The statements at the start of closing arguments, which were to continue Friday, illustrated the government's strategy to prove Gotti continued to benefit from Gambino family crimes well after he claimed to have quit the mob before July 1999.

Defense lawyers convinced a majority of jurors at a trial that ended with a hung jury in the spring that Gotti had quit the mob and could not be held accountable for crimes that came to light more than five years after he left his old life.

The government countered that argument at the retrial that began last month by producing new evidence about the actions and statements by Gotti after he pleaded guilty to racketeering charges in 1999 and served a six-year prison sentence.

Rocah said Gotti in the 1999 plea admitted only a few isolated crimes before his best friend began cooperating with the government three years later, detailing a long history of Gotti's supervision of extortion, loansharking, gambling and fraud.

She said Gotti also ordered two 1992 attacks on radio show host and Guardian Angels crimefighting group founder Curtis Sliwa in retaliation for Sliwa's on-air criticisms of his father, John Gotti, who was sentenced to life in prison in 1992 for a racketeering conviction.

The elder Gotti died in prison a decade later. Sliwa recovered from gunshot wounds to resume his radio attacks against the mob.

The prosecutor said the younger Gotti, who has denied ordering the Sliwa attacks, was careful not to get too close to most crimes, relying on associates and soldiers to carry them out.

"He never got his hands too dirty," she said.

In fact, Rocah said, Gotti operated like the chief executive officer of a corporation, "raking in millions of dollars in the 1990s."

Rocah said Gotti developed a strategy to claim he had quit the mob after an uncle told him in prison that he was being demoted from his leadership role in the Gambino crime family and after he learned that his best friend was cooperating with the government.

The closings began a day after Judge Shira Scheindlin tossed out two new racketeering charges the government brought to try to prove Gotti continued committing crimes after he claimed to have quit the mob.

Gotti's lawyers were scheduled to present their closing argument Friday.

If convicted, Gotti, 42, could face up to 30 years in prison.

● RECORDS
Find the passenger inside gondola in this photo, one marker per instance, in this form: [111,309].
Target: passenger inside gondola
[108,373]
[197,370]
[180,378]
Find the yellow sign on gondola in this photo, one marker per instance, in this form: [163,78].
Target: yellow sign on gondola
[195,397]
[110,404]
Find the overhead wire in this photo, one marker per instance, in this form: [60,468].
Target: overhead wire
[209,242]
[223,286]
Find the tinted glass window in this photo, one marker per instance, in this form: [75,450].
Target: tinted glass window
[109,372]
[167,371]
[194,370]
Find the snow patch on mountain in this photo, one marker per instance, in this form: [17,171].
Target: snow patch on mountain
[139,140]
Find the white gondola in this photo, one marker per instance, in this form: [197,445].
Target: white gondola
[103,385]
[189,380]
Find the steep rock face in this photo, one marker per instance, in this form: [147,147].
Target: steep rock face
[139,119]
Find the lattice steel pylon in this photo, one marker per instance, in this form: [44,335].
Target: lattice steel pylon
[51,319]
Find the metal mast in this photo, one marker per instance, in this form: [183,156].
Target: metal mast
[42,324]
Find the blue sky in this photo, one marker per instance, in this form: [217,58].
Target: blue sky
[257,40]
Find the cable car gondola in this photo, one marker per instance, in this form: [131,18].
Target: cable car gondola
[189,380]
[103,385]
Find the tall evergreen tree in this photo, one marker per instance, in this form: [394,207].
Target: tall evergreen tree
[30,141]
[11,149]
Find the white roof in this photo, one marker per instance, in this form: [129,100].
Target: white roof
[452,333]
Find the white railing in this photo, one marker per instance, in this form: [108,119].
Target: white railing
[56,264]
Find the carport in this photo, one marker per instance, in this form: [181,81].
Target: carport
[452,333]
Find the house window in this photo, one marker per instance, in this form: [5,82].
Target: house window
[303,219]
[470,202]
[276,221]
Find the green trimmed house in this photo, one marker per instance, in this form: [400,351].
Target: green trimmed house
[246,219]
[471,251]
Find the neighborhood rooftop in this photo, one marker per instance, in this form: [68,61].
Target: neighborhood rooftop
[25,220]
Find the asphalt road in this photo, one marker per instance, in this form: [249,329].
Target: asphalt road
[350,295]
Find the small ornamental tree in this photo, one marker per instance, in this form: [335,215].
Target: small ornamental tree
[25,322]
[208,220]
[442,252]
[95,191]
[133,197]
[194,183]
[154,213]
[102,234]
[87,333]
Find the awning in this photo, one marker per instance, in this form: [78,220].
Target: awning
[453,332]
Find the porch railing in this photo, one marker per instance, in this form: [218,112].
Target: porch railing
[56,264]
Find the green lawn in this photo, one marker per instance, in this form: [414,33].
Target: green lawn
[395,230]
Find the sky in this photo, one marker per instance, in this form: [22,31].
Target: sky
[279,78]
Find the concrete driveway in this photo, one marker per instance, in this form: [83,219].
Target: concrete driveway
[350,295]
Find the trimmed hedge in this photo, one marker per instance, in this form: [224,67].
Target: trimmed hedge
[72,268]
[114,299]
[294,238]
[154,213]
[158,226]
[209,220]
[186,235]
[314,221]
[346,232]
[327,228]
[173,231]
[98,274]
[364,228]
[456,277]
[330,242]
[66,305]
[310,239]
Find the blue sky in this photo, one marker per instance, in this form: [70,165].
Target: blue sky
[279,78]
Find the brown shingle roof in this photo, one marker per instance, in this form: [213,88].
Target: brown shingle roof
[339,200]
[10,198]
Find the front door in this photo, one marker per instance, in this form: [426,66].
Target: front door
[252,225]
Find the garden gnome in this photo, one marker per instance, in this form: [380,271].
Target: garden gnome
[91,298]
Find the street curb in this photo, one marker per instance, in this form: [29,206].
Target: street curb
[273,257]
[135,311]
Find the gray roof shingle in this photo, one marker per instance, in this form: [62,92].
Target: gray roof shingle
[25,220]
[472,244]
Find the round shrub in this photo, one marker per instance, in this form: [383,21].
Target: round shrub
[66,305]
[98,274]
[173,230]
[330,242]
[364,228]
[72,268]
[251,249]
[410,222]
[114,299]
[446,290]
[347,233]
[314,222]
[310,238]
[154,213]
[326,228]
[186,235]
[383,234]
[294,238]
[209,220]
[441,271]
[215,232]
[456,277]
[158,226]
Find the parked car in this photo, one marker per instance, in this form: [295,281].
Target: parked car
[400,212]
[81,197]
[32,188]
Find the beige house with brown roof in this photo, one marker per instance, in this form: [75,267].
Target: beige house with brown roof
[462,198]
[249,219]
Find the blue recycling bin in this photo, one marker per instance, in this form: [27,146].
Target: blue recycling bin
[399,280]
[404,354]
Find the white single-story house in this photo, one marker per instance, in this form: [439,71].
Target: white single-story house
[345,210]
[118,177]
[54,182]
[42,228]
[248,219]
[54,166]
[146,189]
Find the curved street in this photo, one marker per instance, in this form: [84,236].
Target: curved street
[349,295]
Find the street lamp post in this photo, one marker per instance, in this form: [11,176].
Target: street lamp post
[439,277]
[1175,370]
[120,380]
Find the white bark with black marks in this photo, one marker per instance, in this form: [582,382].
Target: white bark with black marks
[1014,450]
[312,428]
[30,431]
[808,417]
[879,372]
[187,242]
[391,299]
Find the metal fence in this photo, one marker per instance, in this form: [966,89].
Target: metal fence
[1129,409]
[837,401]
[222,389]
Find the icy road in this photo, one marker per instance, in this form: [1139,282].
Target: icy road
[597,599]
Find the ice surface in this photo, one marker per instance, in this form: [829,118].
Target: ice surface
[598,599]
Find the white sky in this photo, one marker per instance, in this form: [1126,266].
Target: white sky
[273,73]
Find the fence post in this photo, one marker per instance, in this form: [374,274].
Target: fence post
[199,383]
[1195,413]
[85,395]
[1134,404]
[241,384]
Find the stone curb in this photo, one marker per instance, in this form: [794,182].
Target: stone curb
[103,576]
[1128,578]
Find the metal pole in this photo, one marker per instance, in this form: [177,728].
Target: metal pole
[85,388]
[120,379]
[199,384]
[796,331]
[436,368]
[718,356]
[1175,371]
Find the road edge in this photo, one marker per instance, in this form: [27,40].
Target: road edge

● TO BE DONE
a - Please retype the Gotti retrial article from "The closings began" through "quit the mob.".
b - Answer these questions using the Gotti retrial article:
(i) In what year did Gotti plead guilty to racketeering charges?
(ii) Which judge threw out the two new racketeering charges?
(iii) If convicted, how many years in prison could Gotti face at most?
The listing comes from a separate source.

● RESULTS FOR EACH TASK
a -
The closings began a day after Judge Shira Scheindlin tossed out two new racketeering charges the government brought to try to prove Gotti continued committing crimes after he claimed to have quit the mob.

b -
(i) 1999
(ii) Judge Shira Scheindlin
(iii) Up to 30 years